• _Exercise prompt_:
Once the line containing "Task: indicate the snowman figure" is found, retype it and each line after it through the last entry below, word for word, and nothing else.

• _Provided information_:
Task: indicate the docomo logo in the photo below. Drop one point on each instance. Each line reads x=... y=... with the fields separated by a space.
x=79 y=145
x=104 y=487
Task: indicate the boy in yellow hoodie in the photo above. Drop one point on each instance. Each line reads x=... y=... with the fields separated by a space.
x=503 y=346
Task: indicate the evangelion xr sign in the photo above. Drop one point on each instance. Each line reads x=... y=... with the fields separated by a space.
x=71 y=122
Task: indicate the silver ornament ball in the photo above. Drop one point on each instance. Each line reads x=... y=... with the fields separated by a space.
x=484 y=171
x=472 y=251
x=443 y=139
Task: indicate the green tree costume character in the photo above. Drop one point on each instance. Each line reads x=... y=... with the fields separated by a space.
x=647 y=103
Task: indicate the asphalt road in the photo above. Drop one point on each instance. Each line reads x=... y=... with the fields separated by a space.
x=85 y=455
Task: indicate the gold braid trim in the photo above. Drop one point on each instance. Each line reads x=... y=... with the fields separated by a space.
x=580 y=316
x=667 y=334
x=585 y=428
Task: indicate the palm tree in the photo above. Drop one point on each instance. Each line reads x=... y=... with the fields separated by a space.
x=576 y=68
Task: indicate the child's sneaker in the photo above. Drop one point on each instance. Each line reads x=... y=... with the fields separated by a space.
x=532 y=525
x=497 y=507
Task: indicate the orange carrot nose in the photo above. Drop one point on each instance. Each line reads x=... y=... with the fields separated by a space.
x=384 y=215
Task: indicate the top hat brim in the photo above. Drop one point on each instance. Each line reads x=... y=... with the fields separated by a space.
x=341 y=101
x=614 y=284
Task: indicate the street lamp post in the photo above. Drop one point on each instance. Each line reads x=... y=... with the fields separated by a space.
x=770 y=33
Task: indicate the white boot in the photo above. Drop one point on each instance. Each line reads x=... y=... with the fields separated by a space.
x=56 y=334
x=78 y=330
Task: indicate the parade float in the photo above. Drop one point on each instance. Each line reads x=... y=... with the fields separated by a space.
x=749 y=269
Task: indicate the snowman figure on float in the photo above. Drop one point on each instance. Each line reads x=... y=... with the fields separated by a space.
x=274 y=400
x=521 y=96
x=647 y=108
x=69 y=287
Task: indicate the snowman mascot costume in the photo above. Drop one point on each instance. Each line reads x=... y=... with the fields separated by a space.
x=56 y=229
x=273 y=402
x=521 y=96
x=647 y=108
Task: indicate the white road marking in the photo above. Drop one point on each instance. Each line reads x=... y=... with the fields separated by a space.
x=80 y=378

• _Task result_:
Task: indicate the snowman figure on float in the photo above. Drop one point on each instance. Each line reads x=... y=... with the fields separated by a space.
x=274 y=400
x=521 y=96
x=647 y=108
x=69 y=287
Task: indicate the snowman mascot costume in the photo above. Drop one point on each instance. Each line reads x=... y=... with the fields separated by a space.
x=56 y=229
x=273 y=402
x=521 y=96
x=647 y=108
Task: indicate the white road marking in the photo above. Drop one point on each instance. Each line reads x=... y=... with the fields separated by a space.
x=80 y=378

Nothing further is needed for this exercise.